SOURCE DOCUMENT section start

Sometimes an employee who is suffering from a job-related injury or illness will decide to change their treating doctor. This is especially true when the employer chose the initial doctor for the employee, who may wonder whether the doctor is serving the employer’s interests instead of theirs. Your treating doctor will have a significant impact on the benefits that you receive, in addition to your medical treatment, so making a change can be critical. You will need to follow the requirements in your state for making the change so that your coverage is not interrupted. Most states allow an injured worker to make at least one change, and some states permit additional changes.
Many employers have set up managed care organizations, which are networks of doctors who provide care to injured employees. If your employer uses this type of network, you may need to select a new doctor who is also within the network.
Restrictions on Changing Your Doctor
A lawyer experienced in workers’ compensation cases may be able to help with the appeals process and evaluate whether an appeal would be worthwhile.
In Florida and certain other states, the insurer will need to choose the new doctor when the employee requests the change. The employee may have a right to appeal the choice of doctor to the workers’ compensation agency in their state. This process tends to be complicated and may not result in the desired outcome.
In other states, such as New York, the employee can choose their new doctor but will need to select a doctor from a list provided by the state. You can find the list online. Otherwise, you may lose benefits for your medical treatment.

SOURCE DOCUMENT section end

TRY IT: Update the passage of the article on changing your treating doctor from "Many employers have" to "within the network.", substituting "injured workers" for "injured employees".

INPUT DATA section start

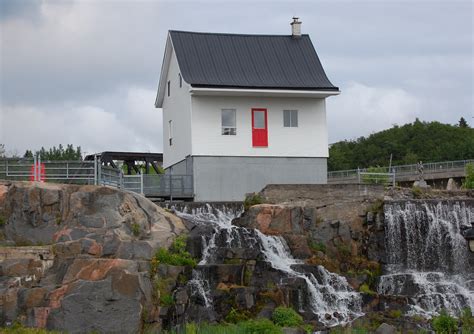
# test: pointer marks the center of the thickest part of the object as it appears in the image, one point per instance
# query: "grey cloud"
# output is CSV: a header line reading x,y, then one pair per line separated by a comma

INPUT DATA section end

YOUR RESPONSE:
Many employers have set up managed care organizations, which are networks of doctors who provide care to injured workers. If your employer uses this type of network, you may need to select a new doctor who is also within the network.